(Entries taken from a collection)
---------------

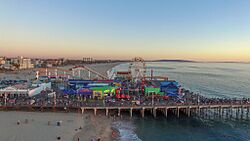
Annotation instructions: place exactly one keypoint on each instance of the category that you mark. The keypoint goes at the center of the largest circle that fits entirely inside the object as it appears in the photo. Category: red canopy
(127, 96)
(118, 96)
(123, 96)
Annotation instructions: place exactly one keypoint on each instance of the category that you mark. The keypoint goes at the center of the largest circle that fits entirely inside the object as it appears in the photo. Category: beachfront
(36, 126)
(43, 126)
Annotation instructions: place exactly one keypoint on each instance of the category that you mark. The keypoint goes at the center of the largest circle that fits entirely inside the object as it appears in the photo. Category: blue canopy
(85, 91)
(69, 91)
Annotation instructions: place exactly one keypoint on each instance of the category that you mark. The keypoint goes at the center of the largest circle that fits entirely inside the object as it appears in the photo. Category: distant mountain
(172, 60)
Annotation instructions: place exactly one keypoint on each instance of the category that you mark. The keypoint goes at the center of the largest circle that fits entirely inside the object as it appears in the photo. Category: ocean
(224, 80)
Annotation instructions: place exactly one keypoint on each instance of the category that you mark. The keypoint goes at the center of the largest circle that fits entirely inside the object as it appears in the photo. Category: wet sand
(83, 126)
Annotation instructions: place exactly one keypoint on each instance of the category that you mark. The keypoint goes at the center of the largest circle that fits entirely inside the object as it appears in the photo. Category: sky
(201, 30)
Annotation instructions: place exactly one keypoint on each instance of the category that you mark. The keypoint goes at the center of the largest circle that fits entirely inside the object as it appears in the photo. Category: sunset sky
(206, 30)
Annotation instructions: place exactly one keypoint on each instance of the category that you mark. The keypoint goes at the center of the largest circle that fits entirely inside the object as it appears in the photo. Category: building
(24, 90)
(2, 61)
(25, 63)
(88, 60)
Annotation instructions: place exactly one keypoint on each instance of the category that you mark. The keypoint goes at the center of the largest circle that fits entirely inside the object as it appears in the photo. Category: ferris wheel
(138, 69)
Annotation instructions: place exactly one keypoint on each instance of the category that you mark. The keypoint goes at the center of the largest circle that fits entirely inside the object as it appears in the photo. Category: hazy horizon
(215, 30)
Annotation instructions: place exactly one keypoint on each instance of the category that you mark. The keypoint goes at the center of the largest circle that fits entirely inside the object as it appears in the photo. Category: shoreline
(86, 127)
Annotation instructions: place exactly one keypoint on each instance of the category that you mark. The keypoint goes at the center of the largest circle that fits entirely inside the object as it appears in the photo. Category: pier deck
(229, 110)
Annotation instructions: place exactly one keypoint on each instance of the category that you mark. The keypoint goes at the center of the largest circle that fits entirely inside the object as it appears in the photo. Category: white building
(25, 63)
(24, 90)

---------------

**What is needed**
Rewrite all of the records above as a numbered list, one line per item, with any blank lines dropped. Omit the pictures.

**The answer**
1. Annotation instructions: place exactly one keypoint on each instance of the category that you mark. The keypoint goes at the center of the largest circle that fits entirely inside the object as it appears in the photo. Category: red canopy
2. (127, 96)
3. (118, 96)
4. (123, 96)
5. Annotation instructions: place exactly one keypoint on each instance of the category that you mark. The keypoint goes at the center of the largest circle that fits entirely inside the object as it appears in the photo. Category: beachfront
6. (36, 126)
7. (43, 126)
8. Annotation instructions: place exactly one keypoint on each instance of the category that you mark. The keypoint goes at the center of the largest circle that fits entirely inside the object as it appears in the photo. Category: blue canopy
9. (85, 91)
10. (69, 91)
11. Annotation instructions: place exactly one keypoint on each instance of the category that you mark. The keypoint goes at the center of the largest circle that fits entirely inside the object as it appears in the photo. Category: distant mountain
12. (172, 60)
13. Annotation instructions: place exactly one keypoint on each instance of the category that you mark. The keypoint goes at the center of the largest circle that fits entirely inside the object as it appears in the photo. Category: ocean
14. (224, 80)
15. Annotation instructions: place exactly one keypoint on each instance of the category that you mark. The keypoint goes at the center of the largest circle that fits entirely inside the object as it appears in the photo. Category: wet sand
16. (83, 126)
17. Annotation instructions: place exactly one keypoint on each instance of the category that you mark. The keypoint goes at the center of the largest circle that fits entirely inside the object as it appears in the photo. Category: sky
18. (201, 30)
19. Annotation instructions: place exactly one keypoint on each instance of the category that you mark. The keypoint goes at the center of the largest circle that fits entirely inside the object as it appears in the photo. Category: sunset sky
20. (206, 30)
21. Annotation instructions: place exactly one keypoint on each instance of the category that you mark. The keypoint goes at the center of the largest circle that fits entirely inside the object as it appears in the photo. Category: building
22. (24, 90)
23. (2, 61)
24. (25, 63)
25. (88, 60)
26. Annotation instructions: place exactly one keypoint on each instance of the category that you mark. The keypoint goes at the center of the largest circle that fits entirely inside the object as it appears in the photo. Category: ferris wheel
27. (138, 69)
28. Annotation instructions: place exactly one keypoint on each instance of the category that you mark. The keypoint goes at the center of the largest circle that fits entirely inside the object as it appears in the photo. Category: hazy horizon
29. (215, 30)
30. Annotation instructions: place exactly one keypoint on each instance of the category that you mark. The keypoint goes at the center of the largest circle that fits entirely inside the object as it appears in the photo. Category: shoreline
31. (86, 127)
32. Annotation instructions: place exactly one keypoint on each instance of the category that you mark. The keypoint goes at the center of the largest circle that fits entirely inside the object as it appears in the photo. Category: pier deck
33. (229, 110)
34. Annotation instructions: place exactly one keypoint on each instance of the category that you mark. The keypoint goes at the center of the largest circle that fits entirely inside the object as it appears in the photo. Category: white building
35. (25, 63)
36. (24, 90)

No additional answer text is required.